Excerpt to read ->

Friday, February 28, 2014

Depression is...

As salaam alaikum,

I cannot survive without writing. Writing has become such a big part of my life, that even though I'm going to have to get up in less than 7 hours to finish clinic notes from today, darnit, I'm going to write! If I don't write before I go to sleep tonight, I'm going to explode!

And sometimes, that's what self-care during residency means. Exchanging sleep for doing something that will make your soul make sense.

Speaking of one's soul making sense...I, just a few seconds ago, over the course of several hours, whipped myself into a frenzy of sorts. I've done a lot of reflection about my place in religion, my place in Islam, my place with God, all of these things. This, in addition to facing a patient today who recently had suicidal ideation and a plan, got me feeling pretty depressed.

Soon, everything around me was depressing.

The fact that I had a patient who was 25 and a parent already while I'm 29 and single was depressing.

The fact that my best friend from med school is pregnant with her first child and I'm 29 and single, perhaps indefinitely, was depressing.

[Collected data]

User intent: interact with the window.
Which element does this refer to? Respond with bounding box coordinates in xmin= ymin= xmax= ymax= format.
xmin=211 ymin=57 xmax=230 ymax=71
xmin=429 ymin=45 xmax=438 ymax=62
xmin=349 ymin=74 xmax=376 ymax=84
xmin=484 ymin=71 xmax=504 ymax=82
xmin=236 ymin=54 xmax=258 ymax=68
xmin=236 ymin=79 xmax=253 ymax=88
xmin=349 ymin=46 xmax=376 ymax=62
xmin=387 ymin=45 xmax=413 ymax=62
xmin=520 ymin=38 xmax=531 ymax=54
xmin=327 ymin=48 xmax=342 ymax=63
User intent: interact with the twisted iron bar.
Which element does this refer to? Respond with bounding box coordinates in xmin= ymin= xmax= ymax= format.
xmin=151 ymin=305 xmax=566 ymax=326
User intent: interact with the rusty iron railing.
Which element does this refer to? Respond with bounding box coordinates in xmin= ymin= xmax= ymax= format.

Activities ->
1) Please rewrite the paragraph of the blog post on depression that begins "Speaking of one's soul making sense" in a shorter form that keeps its main facts.
2) Continue the blog post on depression from its last line.

Task answers ->
1) Over several hours, I whipped myself into a frenzy by reflecting on my place in religion, in Islam and with God. That, plus facing a patient today who recently had suicidal ideation and a plan, left me feeling pretty depressed.

2)
The fact that my younger cousin is enjoying the first few weeks of motherhood whereas I remember her being the age of her daughter and I feel no closer to motherhood than I was when I was her age was depressing.

The fact that over half of my friends from medical school are married and have already had their first child and I may never get married and or by the time I do I may be infertile was depressing.

The fact that I am overweight and currently hairy was depressing. No one would ever want me, and my SO would realize that and leave me, and that was also depressing.

Then I talked to my SO about God, a topic he shies away from with me because I usually have heavy thoughts. I talked to him with how my patient rationalized her severe reaction to the death in her family with God's plan and about how I realized that I've never been comfortable with God's plan. Not God's plan itself but the term, the simplified concept. I realized that it's always depressed me when it's suppose to be a source of comfort. He was not ready for this conversation at nearly 10pm at night, so I hung up the phone and brooded on my own.

And then I had an epiphany that brought me up from the depths of my self-constructed depressive episode.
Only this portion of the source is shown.